Problem: Beginning at the line with "Practice step: pick out every instance of the white wall", output each line to the end of the listing below exactly, please.

Part of a data file
((
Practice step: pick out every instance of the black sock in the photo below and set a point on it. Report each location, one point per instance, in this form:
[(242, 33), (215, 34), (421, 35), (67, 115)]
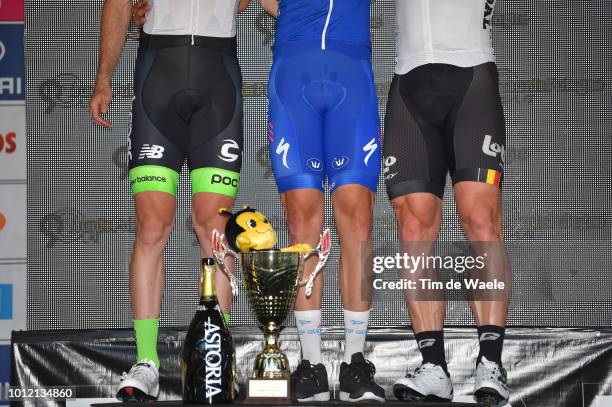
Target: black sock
[(491, 338), (431, 345)]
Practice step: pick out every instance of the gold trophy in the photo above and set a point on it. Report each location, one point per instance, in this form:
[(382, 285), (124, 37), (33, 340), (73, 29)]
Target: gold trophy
[(271, 279)]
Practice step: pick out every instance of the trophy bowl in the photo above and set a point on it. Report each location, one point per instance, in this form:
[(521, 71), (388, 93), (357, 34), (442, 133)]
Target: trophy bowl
[(271, 279)]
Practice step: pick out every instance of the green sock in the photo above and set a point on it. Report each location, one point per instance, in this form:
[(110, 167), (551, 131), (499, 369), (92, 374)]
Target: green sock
[(146, 339)]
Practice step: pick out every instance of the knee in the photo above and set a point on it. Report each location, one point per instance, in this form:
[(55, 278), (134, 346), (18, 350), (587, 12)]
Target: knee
[(481, 224), (204, 222), (357, 219), (303, 218), (421, 226), (152, 230)]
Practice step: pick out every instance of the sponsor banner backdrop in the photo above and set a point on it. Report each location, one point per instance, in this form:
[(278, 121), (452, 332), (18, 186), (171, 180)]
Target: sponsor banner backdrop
[(12, 143), (11, 10), (13, 222), (556, 85), (13, 294), (12, 86)]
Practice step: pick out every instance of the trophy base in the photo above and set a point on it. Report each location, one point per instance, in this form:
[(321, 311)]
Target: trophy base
[(267, 391)]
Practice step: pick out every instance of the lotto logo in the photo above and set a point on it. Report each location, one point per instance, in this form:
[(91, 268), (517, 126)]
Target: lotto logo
[(151, 151)]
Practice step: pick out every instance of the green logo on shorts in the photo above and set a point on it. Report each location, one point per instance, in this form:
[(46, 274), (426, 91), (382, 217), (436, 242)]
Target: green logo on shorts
[(217, 180), (153, 178)]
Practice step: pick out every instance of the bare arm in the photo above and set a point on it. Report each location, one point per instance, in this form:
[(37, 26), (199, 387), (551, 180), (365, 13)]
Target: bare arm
[(271, 6), (113, 30)]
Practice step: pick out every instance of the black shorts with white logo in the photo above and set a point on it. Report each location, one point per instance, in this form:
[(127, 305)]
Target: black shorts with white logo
[(442, 118), (187, 104)]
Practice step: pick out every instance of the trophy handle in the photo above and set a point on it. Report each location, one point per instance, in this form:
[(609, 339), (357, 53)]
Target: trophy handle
[(220, 250), (322, 251)]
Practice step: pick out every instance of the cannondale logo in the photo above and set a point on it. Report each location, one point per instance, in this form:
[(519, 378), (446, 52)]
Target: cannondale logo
[(283, 149), (493, 149), (426, 343), (369, 148), (151, 151), (489, 336), (226, 154)]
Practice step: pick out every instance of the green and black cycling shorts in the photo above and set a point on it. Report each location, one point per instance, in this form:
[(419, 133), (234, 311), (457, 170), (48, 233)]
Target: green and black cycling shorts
[(187, 104)]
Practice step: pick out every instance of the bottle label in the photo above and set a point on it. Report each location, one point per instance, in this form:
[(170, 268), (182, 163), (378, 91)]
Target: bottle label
[(204, 307), (213, 359)]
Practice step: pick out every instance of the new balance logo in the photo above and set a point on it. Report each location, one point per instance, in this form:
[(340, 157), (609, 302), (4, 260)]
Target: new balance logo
[(338, 163), (369, 148), (493, 149), (283, 149), (426, 343), (489, 336), (151, 151), (226, 154)]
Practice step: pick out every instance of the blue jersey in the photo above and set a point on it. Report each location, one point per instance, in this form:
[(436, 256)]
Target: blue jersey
[(327, 24), (323, 110)]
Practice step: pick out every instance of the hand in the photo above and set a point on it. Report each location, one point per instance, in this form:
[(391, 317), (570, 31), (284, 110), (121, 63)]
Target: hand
[(99, 102), (139, 12)]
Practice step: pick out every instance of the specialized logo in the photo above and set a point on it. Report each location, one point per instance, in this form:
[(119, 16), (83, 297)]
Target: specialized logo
[(493, 149), (489, 336), (223, 179), (226, 154), (212, 346), (314, 164), (369, 148), (389, 162), (151, 151), (283, 149), (426, 343), (341, 162), (488, 15)]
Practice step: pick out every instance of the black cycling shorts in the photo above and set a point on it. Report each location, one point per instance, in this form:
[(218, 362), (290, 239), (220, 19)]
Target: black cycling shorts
[(187, 103), (442, 118)]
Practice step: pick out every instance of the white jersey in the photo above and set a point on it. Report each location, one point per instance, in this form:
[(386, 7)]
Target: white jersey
[(209, 18), (454, 32)]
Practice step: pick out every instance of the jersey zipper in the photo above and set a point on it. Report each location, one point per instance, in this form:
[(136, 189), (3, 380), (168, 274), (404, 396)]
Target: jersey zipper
[(194, 19), (427, 27), (324, 34)]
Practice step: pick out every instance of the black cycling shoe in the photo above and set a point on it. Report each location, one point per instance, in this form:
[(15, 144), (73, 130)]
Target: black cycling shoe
[(309, 382), (357, 381)]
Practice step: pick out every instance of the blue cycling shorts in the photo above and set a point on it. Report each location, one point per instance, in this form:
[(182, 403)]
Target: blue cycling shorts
[(323, 120)]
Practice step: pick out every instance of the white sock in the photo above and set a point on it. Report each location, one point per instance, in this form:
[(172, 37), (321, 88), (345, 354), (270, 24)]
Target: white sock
[(355, 330), (309, 330)]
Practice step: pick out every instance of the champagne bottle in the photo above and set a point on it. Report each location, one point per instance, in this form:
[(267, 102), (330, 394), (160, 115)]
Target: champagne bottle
[(208, 361)]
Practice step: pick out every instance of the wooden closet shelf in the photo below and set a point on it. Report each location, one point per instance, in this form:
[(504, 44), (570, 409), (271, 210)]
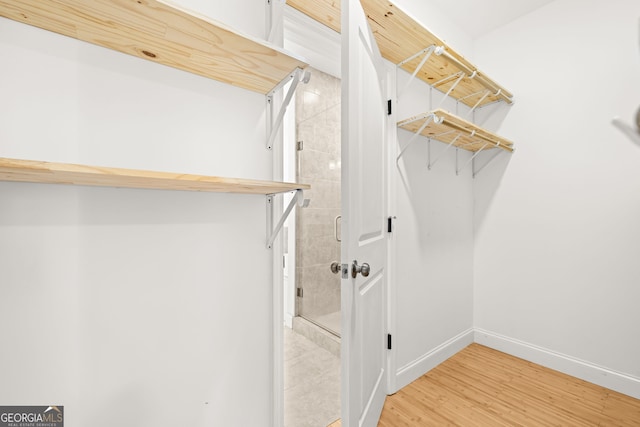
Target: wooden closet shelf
[(327, 12), (65, 173), (464, 134), (400, 37), (159, 32)]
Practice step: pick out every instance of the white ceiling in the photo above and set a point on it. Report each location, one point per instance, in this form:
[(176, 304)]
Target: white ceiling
[(479, 17)]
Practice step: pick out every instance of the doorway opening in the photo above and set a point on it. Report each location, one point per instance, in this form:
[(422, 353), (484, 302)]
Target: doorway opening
[(312, 291), (318, 226)]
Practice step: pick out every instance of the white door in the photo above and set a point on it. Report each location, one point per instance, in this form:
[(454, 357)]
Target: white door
[(364, 234)]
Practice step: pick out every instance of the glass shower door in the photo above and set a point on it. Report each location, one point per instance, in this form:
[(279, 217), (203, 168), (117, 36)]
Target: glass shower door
[(318, 156)]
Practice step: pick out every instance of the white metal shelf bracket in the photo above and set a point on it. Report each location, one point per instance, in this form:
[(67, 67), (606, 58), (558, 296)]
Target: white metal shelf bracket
[(458, 170), (459, 75), (430, 163), (273, 125), (428, 118), (427, 53), (272, 232), (493, 156)]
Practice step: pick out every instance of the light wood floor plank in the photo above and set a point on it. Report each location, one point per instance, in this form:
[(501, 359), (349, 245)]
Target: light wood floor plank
[(480, 386)]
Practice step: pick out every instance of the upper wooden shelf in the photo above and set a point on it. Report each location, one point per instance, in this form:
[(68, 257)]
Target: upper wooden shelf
[(159, 32), (65, 173), (400, 37), (445, 127)]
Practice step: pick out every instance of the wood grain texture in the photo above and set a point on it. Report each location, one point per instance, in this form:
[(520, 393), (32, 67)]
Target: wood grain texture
[(65, 173), (399, 37), (159, 32), (326, 12), (480, 386), (463, 133)]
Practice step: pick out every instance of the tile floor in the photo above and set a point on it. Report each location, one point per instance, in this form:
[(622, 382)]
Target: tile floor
[(311, 383)]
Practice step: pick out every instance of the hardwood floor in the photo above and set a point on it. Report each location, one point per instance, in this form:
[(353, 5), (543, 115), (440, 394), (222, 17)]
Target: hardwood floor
[(480, 386)]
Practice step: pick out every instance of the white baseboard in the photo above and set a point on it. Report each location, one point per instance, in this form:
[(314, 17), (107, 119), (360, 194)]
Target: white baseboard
[(590, 372), (415, 369)]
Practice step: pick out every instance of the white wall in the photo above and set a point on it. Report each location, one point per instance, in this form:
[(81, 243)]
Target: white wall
[(133, 307), (557, 236), (432, 274)]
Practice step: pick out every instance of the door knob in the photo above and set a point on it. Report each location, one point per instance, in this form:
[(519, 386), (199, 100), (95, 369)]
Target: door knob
[(363, 269), (336, 267)]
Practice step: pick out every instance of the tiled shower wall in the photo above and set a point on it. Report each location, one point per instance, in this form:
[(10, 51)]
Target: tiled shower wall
[(318, 127)]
))
Result for this task:
Practice step: pick out every instance of the white wall in the photo above and set a point on it. Report each location, one point per instance, in this form:
[(81, 243)]
Target: white wall
[(133, 307), (557, 236), (432, 274)]
Practice step: pick out every instance of the door knob in the photo above and set a point on it. Report each location, one point per instance, in this form:
[(519, 386), (199, 100), (95, 369)]
Target: door knob
[(363, 269), (336, 267)]
Practice step: pick out every instance of the tiled shower wall in the photo above and set a point on it. Report each location, one point per instance, in this form:
[(10, 51)]
Target: tiled shower wall
[(318, 127)]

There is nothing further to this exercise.